DESCRIPTION OF THE TASK
Count the lines below that contain the string "negative", matching case exactly, and give only the number.

ENTRIES PROVIDED
----------------------------------------
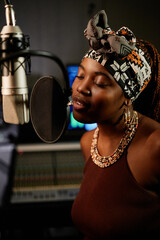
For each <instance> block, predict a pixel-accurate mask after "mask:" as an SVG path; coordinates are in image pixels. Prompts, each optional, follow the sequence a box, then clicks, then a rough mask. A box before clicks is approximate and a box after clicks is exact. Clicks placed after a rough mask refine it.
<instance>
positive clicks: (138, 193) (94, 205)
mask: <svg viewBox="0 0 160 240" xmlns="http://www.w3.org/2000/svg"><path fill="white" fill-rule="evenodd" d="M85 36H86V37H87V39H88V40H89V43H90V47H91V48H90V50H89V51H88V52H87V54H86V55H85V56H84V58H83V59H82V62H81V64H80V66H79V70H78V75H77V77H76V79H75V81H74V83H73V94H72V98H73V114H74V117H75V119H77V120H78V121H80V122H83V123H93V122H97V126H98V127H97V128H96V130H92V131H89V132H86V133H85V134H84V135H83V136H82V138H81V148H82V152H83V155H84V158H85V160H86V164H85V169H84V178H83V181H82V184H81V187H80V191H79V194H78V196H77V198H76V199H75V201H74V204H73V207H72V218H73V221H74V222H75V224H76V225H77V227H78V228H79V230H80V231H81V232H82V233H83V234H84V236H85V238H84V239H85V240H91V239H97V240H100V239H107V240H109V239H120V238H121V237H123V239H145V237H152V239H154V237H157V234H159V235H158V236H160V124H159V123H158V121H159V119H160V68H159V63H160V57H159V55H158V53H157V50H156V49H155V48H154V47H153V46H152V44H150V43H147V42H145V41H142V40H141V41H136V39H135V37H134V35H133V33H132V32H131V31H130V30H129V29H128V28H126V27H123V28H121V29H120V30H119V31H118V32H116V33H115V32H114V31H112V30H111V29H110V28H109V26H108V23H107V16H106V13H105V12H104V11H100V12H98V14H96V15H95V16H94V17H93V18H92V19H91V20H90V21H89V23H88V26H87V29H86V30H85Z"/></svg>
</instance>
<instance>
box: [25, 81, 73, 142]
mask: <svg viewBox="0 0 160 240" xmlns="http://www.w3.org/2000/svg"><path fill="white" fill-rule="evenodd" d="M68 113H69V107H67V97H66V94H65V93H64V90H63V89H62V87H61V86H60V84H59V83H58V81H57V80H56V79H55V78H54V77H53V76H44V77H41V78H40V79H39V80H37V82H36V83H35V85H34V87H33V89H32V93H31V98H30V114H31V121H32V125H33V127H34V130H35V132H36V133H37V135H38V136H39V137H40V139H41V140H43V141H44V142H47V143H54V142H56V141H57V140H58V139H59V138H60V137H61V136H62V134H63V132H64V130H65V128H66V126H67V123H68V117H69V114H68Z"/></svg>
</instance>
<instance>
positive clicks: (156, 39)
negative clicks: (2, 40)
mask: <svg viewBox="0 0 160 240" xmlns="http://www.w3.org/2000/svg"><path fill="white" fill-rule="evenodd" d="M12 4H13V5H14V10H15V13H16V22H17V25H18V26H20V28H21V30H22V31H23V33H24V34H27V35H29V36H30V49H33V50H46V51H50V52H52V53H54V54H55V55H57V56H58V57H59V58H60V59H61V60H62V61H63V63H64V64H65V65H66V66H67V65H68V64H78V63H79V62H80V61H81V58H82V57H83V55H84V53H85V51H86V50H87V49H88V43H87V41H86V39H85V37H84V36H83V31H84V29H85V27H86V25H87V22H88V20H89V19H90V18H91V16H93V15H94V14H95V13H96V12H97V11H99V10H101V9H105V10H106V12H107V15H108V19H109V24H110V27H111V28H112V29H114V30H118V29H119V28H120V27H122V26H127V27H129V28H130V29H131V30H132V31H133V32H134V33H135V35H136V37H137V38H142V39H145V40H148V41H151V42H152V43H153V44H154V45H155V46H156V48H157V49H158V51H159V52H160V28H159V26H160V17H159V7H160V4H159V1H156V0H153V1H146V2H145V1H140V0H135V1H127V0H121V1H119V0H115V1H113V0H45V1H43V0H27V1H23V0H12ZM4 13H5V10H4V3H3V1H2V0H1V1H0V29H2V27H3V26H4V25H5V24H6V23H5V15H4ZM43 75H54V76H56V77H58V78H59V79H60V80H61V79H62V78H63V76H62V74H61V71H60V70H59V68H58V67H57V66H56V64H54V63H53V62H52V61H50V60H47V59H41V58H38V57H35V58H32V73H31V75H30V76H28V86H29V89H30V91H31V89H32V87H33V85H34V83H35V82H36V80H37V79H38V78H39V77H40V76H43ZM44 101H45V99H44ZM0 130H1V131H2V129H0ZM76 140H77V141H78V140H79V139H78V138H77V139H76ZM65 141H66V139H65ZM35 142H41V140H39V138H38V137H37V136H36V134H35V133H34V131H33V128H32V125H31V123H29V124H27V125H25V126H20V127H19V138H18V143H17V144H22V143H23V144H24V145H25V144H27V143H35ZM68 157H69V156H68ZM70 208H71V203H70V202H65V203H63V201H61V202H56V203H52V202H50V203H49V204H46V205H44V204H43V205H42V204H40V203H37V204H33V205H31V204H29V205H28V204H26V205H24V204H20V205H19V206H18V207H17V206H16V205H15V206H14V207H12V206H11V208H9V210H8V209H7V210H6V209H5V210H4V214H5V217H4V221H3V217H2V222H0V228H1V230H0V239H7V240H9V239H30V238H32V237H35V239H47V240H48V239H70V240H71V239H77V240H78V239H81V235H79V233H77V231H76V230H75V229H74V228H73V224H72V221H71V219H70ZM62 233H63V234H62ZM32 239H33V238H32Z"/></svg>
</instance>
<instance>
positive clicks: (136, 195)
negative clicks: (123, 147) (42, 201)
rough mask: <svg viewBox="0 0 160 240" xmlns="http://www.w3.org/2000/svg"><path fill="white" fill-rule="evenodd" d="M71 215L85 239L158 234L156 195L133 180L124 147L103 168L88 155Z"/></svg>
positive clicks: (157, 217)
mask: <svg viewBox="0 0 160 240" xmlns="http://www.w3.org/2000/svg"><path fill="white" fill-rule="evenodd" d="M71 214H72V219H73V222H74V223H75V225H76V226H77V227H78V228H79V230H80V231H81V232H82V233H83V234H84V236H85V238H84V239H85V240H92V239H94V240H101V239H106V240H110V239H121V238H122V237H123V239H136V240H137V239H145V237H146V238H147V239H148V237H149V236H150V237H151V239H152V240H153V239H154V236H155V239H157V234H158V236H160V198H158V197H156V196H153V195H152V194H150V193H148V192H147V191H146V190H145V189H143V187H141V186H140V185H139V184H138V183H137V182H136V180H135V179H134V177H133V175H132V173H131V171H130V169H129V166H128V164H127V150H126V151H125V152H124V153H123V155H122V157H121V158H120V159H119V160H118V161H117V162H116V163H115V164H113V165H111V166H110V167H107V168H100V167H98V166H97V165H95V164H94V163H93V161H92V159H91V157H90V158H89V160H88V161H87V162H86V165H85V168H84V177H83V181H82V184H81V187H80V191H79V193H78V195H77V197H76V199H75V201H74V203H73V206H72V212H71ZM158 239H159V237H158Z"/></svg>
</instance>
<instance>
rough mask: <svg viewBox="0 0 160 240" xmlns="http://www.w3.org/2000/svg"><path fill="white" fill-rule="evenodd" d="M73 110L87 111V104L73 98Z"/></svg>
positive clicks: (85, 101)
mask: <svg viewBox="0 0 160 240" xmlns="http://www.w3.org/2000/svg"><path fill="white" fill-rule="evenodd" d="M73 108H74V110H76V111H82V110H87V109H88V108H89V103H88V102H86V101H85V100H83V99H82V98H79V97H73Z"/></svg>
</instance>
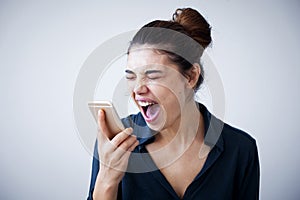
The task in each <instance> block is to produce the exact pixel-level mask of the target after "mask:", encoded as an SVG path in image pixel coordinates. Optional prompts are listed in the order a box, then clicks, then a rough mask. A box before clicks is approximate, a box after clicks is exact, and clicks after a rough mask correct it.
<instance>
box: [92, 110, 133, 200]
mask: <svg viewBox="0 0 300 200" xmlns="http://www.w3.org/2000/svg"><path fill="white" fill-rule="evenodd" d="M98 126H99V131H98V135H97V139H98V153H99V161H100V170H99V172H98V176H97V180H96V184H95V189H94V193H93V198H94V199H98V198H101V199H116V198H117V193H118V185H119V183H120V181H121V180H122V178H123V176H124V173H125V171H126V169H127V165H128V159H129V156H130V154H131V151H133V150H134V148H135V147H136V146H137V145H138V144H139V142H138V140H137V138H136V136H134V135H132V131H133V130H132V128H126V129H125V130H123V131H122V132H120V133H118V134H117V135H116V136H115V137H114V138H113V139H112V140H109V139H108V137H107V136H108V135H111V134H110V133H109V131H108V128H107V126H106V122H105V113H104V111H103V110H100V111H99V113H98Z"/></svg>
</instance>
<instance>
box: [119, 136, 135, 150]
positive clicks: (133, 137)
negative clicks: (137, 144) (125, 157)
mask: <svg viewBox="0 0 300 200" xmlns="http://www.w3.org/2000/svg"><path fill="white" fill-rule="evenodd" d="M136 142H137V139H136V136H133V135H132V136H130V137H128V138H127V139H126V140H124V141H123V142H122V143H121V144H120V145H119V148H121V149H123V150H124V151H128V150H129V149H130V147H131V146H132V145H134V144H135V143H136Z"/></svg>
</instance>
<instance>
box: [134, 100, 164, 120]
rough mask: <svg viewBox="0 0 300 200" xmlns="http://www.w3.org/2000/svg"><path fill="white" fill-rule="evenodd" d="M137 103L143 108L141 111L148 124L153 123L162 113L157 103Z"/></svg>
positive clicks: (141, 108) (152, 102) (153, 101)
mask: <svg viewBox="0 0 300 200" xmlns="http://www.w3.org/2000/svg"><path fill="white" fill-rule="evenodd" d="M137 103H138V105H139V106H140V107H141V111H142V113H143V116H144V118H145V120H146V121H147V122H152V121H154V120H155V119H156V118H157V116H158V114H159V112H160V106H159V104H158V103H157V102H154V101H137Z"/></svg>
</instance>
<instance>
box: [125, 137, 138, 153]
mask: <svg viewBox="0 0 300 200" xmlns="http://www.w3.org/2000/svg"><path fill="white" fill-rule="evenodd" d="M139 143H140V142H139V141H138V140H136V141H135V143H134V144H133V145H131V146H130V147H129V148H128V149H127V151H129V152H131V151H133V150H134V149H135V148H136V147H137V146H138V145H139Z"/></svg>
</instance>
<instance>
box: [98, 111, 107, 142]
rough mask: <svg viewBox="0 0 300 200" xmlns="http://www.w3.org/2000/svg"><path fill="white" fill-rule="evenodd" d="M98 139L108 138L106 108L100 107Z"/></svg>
----------------------------------------
WRITTEN SOLUTION
3